José Carlos Ary dos Santos, GCIH or just Ary dos Santos (Lisboa, December 7, 1936 – Lisboa, January 18, 1984) was one of the most relevant names of the Portuguese popular poetry of the 20th century.

Born of a bourgeois family, Ary dos Santos soon developed several skills for poetry. At only 14, the family published some poems, against his will - (he thought the poems were not good enough). In 1954, at the age of 16, Ary saw some of his poems being selected for the Anthology of the Almeida Garrett prize. After that, Ary fell out with his father and left his family home, working on several jobs, like errand boy, bubblegum and machines seller, tutor, docker, clerk and finally publicist. His poetic work continued to develop and in 1963 he published his first book, A Liturgia do Sangue [Liturgy of Blood].

1969 was the year that changed Ary's life, as he liked to say. He became a member of the Portuguese Communist Party and quickly developed his revolutionary vein.

Ary dos Santos established himself as one of the best known poets of his time by virtue of his song-writing. Having a profound impact in late 20th-century Portuguese music, Ary dos Santos authored more than 600 hundred lyrics, voiced by the most respected Portuguese singers such as Amalia Rodrigues, Simone de Oliveira, Carlos do Carmo, Paulo de Carvalho and Fernando Tordo.

Ary participated, under a pseudonym, in the 1969's RTP Song Contest, writing the lyrics of the winning song: A Desfolhada, performed by Simone de Oliveira.

EXTRACTED ENTRIES:

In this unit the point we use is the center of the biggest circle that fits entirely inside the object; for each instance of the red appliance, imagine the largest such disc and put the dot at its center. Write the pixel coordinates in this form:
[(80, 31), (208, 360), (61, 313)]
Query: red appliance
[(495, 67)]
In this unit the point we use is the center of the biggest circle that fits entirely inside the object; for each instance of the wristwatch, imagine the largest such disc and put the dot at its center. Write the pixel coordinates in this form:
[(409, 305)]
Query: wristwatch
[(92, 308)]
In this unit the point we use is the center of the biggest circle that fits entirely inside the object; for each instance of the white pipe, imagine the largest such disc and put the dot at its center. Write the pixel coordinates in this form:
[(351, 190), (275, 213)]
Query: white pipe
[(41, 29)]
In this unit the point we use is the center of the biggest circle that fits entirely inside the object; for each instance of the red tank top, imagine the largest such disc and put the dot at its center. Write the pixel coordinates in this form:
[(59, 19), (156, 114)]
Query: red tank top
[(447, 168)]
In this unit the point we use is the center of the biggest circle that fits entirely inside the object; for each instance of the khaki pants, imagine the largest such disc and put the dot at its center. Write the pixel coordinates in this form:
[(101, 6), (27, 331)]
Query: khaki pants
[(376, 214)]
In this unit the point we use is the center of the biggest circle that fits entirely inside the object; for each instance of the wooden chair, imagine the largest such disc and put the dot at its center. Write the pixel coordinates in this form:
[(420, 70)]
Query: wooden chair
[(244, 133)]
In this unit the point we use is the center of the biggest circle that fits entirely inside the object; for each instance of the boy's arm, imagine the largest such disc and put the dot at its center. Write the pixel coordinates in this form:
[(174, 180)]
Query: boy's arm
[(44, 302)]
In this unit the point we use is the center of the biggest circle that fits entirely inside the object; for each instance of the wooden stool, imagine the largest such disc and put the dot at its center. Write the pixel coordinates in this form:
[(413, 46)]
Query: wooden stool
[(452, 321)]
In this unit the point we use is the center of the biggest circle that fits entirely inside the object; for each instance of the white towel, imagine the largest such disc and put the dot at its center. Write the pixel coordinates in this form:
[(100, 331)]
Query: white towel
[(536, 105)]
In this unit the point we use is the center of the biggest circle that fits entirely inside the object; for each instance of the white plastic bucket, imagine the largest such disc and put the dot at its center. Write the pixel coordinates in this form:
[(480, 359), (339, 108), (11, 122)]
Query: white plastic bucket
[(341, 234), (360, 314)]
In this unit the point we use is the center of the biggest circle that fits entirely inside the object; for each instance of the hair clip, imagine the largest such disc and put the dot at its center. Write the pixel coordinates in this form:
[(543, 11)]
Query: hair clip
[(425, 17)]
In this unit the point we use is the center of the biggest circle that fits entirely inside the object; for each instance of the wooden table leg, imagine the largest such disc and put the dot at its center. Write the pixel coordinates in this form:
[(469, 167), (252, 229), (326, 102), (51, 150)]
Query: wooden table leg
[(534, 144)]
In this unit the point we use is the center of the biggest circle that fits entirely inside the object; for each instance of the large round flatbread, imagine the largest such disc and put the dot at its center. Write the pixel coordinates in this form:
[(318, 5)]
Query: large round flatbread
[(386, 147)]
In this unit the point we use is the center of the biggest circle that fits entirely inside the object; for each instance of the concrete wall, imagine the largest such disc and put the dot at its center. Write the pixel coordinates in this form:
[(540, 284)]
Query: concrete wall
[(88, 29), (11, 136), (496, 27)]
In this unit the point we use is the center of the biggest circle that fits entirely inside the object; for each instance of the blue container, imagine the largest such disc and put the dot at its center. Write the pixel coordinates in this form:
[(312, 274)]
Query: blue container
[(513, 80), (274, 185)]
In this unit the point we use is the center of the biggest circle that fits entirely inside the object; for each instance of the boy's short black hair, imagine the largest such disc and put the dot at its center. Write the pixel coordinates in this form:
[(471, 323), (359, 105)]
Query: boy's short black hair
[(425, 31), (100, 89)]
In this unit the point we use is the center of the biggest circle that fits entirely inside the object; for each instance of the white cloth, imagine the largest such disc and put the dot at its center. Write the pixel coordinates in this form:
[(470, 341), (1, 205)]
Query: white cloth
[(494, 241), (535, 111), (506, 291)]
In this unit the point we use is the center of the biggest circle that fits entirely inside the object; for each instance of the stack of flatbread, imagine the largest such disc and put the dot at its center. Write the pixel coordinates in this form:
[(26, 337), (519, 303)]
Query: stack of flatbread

TASK TO CARRY OUT:
Answer these questions from the Ary dos Santos biography above:
(a) In what year were some of his poems selected for the Anthology of the Almeida Garrett prize?
(b) What was the title of his first book, and when was it published?
(c) Which song, with his lyrics, won the 1969 RTP Song Contest, and who performed it?

EXERCISE ANSWER:
(a) 1954, when he was 16.
(b) A Liturgia do Sangue [Liturgy of Blood], published in 1963.
(c) A Desfolhada, performed by Simone de Oliveira.